#### [Passage cité]
Violence, mort et racisme. Une crise politique et sociale dans le Pérou actuel

Face à un regard international distancié, le Pérou semble plongé dans un bain de sang quotidien dû à la répression abusive de la contestation citoyenne par les forces de l’ordre. La fragilité démocratique du pays, qui s’est aggravée pendant la pandémie, montre aujourd’hui son pire visage, ouvrant la voie à une polarisation généralisée et à de possibles affrontements sanglants [1].

Le gouvernement démocratique de Pedro Castillo (du 28-07-2021 au 07-12-2022) a pris fin avec l’échec de sa tentative de coup d’État pour répondre à un processus de destitution promu par les forces politiques d’extrême droite qui dirigeaient le Congrès. En réponse à ces événements, de vastes manifestations et marches citoyennes ont débuté dans la plupart des régions du pays.

Depuis près de huit semaines, de nombreuses manifestations populaires ont lieu dans les principales villes du pays, de la capitale aux Andes en passant par l’Amazonie. Les manifestants et manifestantes demandent avant tout la démission de l’actuelle présidente Dina Boluarte et la dissolution du Congrès. Ils réclament également une réforme constitutionnelle et un processus électoral anticipé en 2023. Certains groupes de manifestants considèrent que l’emprisonnement actuel de Pedro Castillo est injuste, car il a été victime d’une conspiration politique, résultant des vues classistes et racistes historiques de l’élite politique de Lima, la capitale du pays.

#### [Entrées]
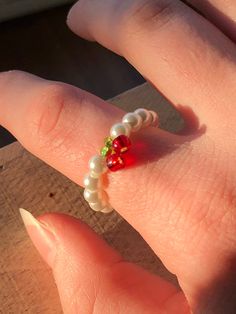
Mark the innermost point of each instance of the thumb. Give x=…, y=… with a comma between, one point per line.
x=92, y=277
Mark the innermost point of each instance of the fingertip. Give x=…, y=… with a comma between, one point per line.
x=75, y=21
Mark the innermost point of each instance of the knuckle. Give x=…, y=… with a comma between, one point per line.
x=49, y=117
x=146, y=14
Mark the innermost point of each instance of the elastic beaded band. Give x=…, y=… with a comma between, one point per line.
x=111, y=156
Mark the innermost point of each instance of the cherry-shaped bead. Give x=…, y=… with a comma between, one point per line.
x=115, y=162
x=121, y=144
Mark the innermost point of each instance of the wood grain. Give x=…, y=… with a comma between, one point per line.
x=26, y=284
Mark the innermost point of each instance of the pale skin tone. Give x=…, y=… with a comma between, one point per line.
x=185, y=204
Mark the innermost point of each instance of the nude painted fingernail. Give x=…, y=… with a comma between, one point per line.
x=41, y=235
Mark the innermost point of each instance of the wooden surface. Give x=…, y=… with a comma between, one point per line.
x=42, y=44
x=26, y=284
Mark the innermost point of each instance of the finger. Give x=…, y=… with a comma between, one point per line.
x=91, y=277
x=222, y=13
x=170, y=44
x=168, y=196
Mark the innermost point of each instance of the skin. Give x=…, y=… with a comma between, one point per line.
x=185, y=205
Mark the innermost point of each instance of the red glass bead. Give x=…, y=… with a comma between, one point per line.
x=121, y=144
x=115, y=162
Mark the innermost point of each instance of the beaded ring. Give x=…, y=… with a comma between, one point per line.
x=111, y=156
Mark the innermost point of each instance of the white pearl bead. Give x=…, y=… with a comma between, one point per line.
x=98, y=206
x=145, y=115
x=155, y=119
x=106, y=210
x=97, y=165
x=91, y=196
x=91, y=183
x=120, y=129
x=134, y=120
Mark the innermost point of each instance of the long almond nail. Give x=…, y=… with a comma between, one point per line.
x=41, y=235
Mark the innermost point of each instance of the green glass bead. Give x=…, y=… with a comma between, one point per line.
x=104, y=151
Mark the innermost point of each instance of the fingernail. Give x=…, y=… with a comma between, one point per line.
x=41, y=235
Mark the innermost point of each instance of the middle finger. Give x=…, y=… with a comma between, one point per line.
x=179, y=51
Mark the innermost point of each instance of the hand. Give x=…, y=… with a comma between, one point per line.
x=185, y=204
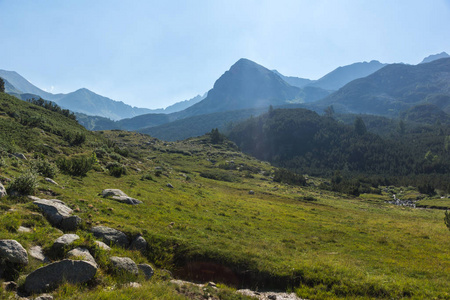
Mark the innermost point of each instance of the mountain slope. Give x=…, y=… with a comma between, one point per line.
x=393, y=89
x=343, y=75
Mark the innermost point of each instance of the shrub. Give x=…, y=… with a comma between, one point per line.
x=76, y=166
x=45, y=168
x=25, y=184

#### [Tâches à réaliser]
a - Recopiez le passage du texte sur la crise au Pérou situé entre « Violence, mort et » et « régions du pays. », ces deux bornes comprises.
b - Rédigez la suite du texte sur la crise au Pérou à partir de sa dernière phrase.
Les entrées n'ont aucun lien avec le texte sur la crise au Pérou.

#### [Tâches résolues]
a -
Violence, mort et racisme. Une crise politique et sociale dans le Pérou actuel

Face à un regard international distancié, le Pérou semble plongé dans un bain de sang quotidien dû à la répression abusive de la contestation citoyenne par les forces de l’ordre. La fragilité démocratique du pays, qui s’est aggravée pendant la pandémie, montre aujourd’hui son pire visage, ouvrant la voie à une polarisation généralisée et à de possibles affrontements sanglants [1].

Le gouvernement démocratique de Pedro Castillo (du 28-07-2021 au 07-12-2022) a pris fin avec l’échec de sa tentative de coup d’État pour répondre à un processus de destitution promu par les forces politiques d’extrême droite qui dirigeaient le Congrès. En réponse à ces événements, de vastes manifestations et marches citoyennes ont débuté dans la plupart des régions du pays.

b -
Le gouvernement de Dina Boluarte a mené une répression sanglante, multipliant les violations des droits humains, faisant un usage disproportionné et sélectif de la violence [2]. Les forces de l’ordre répriment en tirant sur la population civile, notamment dans les zones andines indigènes, qui comptent à ce jour le plus grand nombre de morts dans le pays [3]. Dans le même temps, le gouvernement mène un double langage : d’un côté, il décrète l’état d’urgence et envoie des troupes armées pour réprimer les manifestants avec des armes de guerre ; de l’autre, il fait des déclarations confuses aux médias nationaux et internationaux, en invoquant la paix et le dialogue.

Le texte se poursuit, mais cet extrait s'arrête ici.